# Material provided
-------
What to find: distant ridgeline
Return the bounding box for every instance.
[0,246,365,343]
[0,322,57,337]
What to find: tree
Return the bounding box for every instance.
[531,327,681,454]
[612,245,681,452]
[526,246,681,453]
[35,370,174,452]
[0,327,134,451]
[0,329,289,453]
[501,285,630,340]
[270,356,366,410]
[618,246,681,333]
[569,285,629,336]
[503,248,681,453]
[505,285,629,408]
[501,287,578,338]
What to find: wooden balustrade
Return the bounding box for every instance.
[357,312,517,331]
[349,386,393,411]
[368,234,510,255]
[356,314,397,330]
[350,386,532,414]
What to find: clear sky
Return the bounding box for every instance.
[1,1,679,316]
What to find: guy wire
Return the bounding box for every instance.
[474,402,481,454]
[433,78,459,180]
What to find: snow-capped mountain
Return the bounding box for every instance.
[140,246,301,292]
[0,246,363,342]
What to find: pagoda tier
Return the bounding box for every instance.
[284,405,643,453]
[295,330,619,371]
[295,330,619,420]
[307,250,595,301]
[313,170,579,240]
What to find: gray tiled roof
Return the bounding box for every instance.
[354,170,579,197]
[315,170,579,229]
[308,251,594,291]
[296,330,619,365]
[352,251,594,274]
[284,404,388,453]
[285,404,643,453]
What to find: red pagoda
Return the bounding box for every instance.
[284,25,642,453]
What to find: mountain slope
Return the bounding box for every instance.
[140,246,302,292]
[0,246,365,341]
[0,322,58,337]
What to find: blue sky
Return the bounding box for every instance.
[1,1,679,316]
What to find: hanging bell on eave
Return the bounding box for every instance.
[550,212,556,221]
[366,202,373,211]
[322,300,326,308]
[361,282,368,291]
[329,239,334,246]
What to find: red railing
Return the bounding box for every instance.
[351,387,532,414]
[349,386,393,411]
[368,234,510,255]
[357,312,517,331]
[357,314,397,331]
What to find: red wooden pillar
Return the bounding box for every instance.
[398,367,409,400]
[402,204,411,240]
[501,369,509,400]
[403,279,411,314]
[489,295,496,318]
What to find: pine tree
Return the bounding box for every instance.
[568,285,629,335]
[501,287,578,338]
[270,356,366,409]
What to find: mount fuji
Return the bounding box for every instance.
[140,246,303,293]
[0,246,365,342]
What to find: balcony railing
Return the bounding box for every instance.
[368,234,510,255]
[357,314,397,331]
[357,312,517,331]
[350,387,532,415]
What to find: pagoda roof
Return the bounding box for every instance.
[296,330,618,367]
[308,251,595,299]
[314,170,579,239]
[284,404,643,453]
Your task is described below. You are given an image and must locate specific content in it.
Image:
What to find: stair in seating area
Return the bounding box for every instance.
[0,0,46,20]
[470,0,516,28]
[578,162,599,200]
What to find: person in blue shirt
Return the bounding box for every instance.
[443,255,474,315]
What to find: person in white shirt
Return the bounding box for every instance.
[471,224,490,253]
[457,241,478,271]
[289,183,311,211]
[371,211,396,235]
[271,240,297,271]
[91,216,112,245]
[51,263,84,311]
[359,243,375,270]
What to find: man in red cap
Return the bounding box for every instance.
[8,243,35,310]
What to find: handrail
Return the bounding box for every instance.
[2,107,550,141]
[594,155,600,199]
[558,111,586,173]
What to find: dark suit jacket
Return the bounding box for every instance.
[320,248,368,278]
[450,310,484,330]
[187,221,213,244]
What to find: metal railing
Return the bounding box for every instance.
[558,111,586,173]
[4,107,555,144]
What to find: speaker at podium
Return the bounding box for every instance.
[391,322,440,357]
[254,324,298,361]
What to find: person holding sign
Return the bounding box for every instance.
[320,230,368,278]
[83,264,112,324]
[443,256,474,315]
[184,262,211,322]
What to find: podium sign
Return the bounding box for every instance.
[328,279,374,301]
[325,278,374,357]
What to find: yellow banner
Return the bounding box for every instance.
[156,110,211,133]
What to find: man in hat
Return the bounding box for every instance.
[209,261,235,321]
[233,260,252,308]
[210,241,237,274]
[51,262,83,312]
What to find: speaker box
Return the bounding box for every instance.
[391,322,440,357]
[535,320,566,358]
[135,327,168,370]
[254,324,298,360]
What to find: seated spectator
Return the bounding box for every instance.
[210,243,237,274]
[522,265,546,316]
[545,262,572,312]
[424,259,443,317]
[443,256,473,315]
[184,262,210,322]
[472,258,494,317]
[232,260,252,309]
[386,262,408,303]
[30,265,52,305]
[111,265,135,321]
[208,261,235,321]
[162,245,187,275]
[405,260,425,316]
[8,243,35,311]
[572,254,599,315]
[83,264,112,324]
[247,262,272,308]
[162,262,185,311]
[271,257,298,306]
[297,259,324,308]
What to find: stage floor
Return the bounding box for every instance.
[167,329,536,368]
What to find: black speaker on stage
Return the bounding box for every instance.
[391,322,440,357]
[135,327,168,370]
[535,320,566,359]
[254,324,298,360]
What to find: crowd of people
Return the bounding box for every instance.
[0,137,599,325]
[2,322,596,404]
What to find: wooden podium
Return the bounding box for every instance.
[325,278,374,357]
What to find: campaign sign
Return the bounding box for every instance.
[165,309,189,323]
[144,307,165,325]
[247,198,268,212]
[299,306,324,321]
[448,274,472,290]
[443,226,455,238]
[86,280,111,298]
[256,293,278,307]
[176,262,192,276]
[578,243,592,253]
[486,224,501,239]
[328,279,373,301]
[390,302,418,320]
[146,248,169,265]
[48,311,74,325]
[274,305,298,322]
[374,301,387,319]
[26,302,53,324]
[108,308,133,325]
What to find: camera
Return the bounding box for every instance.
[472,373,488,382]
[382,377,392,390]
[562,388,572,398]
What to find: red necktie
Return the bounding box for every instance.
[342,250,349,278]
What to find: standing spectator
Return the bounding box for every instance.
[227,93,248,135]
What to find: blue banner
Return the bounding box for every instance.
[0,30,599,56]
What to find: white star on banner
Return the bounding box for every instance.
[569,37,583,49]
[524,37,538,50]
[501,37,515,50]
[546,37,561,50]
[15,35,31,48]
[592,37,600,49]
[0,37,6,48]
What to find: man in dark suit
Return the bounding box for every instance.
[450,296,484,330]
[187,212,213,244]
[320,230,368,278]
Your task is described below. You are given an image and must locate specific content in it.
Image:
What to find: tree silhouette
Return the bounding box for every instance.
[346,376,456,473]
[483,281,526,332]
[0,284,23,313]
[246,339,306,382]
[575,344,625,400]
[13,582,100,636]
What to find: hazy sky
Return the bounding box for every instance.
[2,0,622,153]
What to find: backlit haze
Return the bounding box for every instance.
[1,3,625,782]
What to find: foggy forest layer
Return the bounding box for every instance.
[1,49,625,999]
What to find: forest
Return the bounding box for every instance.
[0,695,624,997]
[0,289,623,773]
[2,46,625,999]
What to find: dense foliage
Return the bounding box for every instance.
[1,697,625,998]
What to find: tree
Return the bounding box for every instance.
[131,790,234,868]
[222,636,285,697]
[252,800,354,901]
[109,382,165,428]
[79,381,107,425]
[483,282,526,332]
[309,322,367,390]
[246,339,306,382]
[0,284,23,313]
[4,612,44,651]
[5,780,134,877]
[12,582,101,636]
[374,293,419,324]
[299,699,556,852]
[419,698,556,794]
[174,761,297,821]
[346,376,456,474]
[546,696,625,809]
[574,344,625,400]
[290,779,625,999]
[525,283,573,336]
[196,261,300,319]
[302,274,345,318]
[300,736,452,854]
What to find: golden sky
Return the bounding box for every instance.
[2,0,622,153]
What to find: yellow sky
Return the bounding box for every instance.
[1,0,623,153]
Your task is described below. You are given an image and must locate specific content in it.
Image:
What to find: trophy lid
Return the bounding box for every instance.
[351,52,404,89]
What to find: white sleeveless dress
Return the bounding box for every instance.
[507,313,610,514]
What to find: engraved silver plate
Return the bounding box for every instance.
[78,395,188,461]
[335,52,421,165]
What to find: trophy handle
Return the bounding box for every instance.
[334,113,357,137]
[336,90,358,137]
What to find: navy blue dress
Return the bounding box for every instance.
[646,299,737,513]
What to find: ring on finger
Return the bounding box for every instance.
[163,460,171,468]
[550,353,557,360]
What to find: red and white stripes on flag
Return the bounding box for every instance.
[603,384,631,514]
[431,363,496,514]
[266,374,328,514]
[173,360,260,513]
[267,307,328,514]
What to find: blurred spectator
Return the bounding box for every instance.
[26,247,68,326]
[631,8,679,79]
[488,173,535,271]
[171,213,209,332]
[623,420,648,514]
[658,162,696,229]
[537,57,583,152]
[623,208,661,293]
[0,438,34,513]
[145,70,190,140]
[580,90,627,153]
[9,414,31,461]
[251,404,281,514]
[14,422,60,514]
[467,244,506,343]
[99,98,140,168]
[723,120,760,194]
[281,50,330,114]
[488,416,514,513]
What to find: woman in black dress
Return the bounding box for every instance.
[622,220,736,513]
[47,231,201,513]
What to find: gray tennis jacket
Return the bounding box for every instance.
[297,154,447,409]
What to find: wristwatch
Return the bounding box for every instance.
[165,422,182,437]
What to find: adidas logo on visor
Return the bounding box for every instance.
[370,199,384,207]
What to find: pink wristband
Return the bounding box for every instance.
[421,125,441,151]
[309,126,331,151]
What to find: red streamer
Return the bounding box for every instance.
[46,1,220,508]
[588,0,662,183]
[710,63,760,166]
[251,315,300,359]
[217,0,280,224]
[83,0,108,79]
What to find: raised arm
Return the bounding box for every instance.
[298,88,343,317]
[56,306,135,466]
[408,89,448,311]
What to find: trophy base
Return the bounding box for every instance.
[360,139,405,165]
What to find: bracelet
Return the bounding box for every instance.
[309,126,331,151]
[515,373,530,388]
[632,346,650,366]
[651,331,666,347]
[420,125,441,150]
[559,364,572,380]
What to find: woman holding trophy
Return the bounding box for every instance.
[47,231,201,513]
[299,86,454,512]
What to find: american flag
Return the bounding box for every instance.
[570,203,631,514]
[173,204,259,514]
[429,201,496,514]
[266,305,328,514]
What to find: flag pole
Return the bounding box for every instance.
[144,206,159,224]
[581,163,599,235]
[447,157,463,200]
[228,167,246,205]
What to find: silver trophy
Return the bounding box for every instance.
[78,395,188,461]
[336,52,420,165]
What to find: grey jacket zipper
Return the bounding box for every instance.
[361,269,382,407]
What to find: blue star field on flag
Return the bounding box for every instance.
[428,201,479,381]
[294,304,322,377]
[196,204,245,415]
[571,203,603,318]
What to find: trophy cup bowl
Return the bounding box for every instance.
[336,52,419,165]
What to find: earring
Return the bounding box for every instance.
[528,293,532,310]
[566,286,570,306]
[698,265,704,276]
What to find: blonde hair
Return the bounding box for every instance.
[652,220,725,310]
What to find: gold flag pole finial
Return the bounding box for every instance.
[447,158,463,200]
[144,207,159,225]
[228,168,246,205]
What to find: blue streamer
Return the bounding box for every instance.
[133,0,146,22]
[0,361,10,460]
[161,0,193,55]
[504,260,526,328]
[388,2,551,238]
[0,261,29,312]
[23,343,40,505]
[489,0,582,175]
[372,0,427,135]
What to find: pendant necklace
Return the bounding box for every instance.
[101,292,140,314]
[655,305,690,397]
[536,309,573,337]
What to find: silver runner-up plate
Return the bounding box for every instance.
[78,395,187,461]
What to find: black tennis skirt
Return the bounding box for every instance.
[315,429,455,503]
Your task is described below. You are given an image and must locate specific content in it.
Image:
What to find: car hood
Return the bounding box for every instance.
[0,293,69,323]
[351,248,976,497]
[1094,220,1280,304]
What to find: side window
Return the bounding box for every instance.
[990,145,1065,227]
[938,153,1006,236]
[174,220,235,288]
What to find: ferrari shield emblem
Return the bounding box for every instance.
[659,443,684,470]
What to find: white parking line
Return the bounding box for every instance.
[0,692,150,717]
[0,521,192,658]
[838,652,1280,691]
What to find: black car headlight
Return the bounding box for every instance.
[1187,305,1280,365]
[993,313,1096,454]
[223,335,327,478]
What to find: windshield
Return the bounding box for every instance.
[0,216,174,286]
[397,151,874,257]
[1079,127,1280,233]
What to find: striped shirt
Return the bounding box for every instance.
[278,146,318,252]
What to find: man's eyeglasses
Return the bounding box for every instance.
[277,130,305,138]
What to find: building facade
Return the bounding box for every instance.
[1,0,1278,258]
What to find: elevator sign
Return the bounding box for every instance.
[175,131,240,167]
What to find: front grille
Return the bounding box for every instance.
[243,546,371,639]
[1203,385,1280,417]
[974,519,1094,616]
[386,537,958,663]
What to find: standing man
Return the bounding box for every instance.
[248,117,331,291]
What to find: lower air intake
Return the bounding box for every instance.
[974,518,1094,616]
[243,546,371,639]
-------
Going through the records, work out how many lines contain the word "speaker". Please answer with the number only.

# Solved exercise
3